[Saved data entries]
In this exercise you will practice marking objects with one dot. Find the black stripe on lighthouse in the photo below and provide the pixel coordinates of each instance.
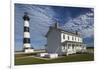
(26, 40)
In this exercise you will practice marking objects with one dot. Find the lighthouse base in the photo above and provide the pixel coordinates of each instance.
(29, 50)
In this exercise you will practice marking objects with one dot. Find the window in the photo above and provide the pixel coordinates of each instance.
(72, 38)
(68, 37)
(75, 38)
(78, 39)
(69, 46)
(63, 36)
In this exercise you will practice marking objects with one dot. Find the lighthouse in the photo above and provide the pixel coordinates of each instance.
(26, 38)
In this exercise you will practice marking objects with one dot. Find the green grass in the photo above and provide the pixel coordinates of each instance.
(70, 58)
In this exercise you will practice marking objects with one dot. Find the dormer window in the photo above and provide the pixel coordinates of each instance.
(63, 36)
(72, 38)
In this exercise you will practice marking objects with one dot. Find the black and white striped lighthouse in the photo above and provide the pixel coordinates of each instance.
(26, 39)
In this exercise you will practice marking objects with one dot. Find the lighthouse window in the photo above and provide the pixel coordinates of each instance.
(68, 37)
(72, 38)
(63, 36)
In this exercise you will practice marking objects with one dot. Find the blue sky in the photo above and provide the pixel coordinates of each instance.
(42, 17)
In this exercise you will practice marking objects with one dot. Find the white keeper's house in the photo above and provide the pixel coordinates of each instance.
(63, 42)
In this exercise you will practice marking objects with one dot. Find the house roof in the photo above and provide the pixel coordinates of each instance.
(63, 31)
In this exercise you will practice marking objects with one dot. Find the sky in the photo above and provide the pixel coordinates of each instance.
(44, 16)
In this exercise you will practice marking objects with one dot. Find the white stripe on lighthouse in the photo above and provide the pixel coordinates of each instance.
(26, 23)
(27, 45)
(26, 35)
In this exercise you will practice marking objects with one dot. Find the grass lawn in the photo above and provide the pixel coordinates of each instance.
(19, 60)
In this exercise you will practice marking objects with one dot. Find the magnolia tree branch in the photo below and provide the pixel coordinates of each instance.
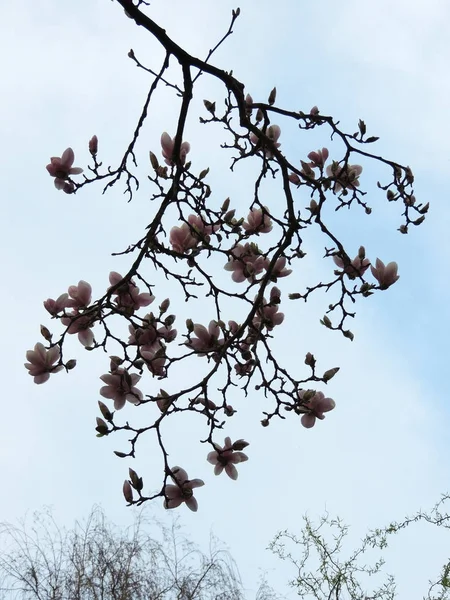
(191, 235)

...

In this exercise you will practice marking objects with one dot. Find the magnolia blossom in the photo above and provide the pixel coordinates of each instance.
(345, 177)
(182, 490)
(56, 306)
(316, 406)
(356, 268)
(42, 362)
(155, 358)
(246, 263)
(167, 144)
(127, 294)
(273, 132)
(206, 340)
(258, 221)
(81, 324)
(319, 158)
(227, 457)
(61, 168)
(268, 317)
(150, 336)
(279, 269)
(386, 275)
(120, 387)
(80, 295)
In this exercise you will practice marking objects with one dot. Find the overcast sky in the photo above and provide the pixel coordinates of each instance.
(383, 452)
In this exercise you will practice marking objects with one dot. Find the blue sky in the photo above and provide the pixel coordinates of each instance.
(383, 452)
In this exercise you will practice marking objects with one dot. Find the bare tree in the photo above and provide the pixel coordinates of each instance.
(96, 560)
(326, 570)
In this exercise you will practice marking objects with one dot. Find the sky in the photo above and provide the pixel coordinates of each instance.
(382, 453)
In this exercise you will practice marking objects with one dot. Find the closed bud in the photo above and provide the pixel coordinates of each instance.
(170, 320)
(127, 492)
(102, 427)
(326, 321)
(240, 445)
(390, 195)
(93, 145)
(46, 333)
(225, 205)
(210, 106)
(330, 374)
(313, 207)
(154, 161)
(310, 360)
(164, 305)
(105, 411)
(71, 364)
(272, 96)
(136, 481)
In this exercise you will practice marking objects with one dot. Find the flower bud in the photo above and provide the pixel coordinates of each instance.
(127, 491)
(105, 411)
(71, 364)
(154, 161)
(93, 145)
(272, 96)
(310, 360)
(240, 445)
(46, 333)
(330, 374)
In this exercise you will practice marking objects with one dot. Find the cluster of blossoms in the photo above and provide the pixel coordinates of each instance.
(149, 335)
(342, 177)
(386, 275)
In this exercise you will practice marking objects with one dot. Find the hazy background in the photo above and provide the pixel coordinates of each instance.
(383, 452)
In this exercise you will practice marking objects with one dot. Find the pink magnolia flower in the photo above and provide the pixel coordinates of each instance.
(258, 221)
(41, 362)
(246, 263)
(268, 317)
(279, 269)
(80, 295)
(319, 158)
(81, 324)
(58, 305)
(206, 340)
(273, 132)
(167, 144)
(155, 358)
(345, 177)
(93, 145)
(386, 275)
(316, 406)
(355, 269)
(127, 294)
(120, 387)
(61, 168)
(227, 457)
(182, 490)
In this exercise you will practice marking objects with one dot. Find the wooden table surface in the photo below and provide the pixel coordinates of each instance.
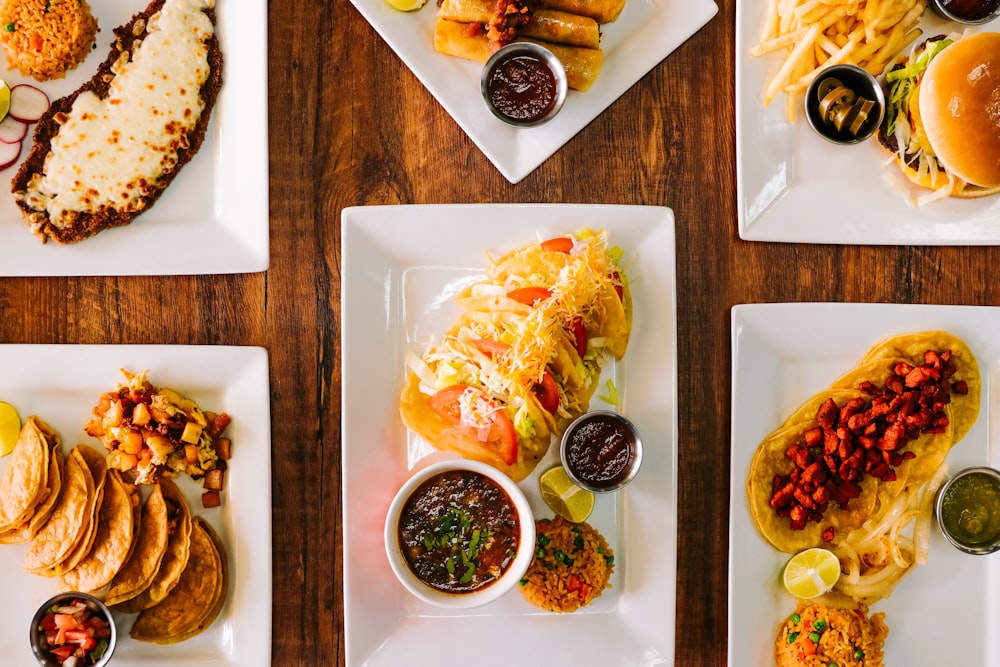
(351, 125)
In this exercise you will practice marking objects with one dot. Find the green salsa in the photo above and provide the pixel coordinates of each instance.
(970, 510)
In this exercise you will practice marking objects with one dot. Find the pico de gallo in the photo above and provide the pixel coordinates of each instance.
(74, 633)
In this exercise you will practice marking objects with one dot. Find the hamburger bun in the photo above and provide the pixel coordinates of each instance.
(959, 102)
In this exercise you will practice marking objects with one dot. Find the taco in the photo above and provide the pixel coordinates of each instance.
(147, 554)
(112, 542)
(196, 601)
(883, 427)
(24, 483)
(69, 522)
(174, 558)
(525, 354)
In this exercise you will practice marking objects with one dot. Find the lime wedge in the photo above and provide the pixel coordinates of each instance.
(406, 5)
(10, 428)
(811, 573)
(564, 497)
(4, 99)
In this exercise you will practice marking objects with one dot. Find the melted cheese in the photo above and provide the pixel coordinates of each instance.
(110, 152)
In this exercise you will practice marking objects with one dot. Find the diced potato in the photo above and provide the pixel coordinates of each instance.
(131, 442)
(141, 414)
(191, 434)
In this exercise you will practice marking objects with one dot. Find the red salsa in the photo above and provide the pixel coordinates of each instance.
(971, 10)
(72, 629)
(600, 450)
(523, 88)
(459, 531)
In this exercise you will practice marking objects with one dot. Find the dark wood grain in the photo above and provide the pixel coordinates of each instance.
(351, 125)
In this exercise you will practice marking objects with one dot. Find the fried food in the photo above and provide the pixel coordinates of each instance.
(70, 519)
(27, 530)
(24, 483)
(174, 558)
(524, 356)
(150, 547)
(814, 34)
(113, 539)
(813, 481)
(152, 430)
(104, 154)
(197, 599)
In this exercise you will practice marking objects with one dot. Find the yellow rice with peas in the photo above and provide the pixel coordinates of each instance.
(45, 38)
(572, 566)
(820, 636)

--

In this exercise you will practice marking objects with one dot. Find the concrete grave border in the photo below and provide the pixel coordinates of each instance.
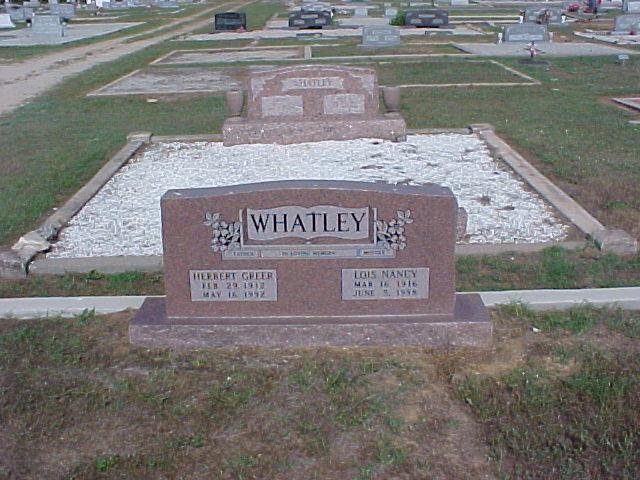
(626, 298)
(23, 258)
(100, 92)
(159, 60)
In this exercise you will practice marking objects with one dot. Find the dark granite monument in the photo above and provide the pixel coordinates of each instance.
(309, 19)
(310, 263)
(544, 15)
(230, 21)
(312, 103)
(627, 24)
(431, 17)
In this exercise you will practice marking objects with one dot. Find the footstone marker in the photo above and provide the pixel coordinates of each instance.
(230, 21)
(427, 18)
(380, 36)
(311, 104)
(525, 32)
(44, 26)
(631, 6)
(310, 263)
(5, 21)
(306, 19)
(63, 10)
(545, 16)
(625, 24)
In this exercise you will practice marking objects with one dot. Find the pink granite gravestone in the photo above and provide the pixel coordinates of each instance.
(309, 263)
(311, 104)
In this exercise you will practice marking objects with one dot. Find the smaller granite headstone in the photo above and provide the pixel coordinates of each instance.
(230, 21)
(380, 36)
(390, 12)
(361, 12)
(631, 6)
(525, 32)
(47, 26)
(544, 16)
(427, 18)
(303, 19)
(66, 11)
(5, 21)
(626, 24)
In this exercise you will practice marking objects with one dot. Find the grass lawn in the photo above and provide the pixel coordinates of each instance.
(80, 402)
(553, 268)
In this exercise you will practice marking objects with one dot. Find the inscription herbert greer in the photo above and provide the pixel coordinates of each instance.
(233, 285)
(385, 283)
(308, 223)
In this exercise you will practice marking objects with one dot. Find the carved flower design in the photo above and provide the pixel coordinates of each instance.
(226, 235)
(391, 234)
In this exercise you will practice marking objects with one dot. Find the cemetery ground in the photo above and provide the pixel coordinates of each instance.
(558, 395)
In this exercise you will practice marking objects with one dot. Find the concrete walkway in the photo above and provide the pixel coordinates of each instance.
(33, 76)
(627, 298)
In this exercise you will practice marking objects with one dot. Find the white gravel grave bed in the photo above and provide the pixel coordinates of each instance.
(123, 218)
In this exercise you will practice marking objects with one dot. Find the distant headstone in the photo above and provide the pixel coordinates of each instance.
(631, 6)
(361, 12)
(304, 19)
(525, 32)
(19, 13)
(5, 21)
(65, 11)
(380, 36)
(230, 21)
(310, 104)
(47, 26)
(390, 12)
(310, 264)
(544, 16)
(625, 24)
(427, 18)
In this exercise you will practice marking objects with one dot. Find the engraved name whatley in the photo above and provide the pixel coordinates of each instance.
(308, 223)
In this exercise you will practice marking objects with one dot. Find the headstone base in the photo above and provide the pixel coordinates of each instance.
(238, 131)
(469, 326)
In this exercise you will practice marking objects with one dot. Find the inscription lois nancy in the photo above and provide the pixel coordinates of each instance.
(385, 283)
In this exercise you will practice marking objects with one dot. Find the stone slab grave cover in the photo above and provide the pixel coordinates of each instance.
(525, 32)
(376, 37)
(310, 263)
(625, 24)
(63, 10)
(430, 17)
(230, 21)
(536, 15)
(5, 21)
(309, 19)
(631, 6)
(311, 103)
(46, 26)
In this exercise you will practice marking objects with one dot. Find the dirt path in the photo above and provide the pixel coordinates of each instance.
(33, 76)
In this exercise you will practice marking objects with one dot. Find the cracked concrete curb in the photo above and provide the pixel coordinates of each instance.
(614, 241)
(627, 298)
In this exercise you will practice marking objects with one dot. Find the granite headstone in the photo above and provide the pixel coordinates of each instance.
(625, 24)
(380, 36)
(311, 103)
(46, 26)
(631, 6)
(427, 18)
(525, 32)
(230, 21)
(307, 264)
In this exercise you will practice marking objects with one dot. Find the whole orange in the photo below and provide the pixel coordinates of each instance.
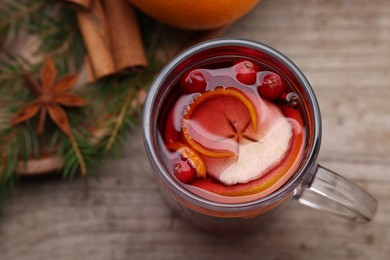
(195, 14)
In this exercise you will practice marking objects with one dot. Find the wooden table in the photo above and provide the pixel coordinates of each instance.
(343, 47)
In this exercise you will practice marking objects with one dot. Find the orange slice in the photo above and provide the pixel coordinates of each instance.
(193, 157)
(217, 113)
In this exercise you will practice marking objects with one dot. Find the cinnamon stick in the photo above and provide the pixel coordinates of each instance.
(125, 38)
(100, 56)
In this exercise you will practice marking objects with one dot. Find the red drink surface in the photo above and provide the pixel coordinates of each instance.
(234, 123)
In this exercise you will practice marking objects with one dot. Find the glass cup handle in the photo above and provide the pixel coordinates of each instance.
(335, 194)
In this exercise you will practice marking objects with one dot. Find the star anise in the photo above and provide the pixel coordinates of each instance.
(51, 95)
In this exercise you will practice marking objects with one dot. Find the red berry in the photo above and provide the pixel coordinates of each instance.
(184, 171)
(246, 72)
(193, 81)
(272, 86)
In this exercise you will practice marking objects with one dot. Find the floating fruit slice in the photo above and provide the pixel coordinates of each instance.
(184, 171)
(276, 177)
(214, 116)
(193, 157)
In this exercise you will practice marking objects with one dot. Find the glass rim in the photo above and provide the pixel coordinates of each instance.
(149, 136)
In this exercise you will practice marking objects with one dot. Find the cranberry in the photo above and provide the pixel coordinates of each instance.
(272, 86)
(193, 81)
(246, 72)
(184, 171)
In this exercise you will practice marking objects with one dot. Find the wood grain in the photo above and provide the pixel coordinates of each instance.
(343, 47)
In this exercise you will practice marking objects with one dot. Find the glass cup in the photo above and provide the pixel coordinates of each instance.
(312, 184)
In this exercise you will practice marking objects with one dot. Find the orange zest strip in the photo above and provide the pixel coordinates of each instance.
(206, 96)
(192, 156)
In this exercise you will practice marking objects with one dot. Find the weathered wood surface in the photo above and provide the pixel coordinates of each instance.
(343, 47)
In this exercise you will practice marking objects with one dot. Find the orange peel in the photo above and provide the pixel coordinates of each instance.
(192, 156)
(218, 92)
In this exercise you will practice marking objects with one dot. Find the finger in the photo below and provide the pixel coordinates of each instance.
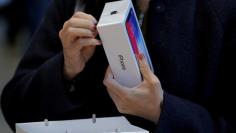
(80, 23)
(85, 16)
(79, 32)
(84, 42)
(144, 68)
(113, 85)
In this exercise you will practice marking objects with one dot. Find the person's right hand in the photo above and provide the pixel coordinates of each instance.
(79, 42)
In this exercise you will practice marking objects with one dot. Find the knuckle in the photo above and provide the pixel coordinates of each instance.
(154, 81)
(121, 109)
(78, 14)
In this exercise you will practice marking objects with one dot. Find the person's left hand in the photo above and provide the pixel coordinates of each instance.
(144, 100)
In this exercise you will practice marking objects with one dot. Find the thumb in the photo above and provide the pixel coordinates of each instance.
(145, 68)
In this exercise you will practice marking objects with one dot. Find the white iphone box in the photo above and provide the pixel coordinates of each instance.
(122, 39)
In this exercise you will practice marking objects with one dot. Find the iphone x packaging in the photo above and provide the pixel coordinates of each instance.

What is needed:
Reproduce word for word the lines between the line holding "Find the thumb" and the line holding "Find the iphone", inclusive.

Exercise response:
In this exercise you will practice marking objects with one dot. Find the thumb in the photo above and provide the pixel coordinates of each instance.
(145, 68)
In this exercise you will practice marking objects with one dot. Find the white iphone box in the photo above and provide the pixel coordinates of each instance.
(122, 39)
In this exercise you will practice marking objects with one dot. Find the iphone x packaging in the photo above and provide the pixel coordinates of each instance.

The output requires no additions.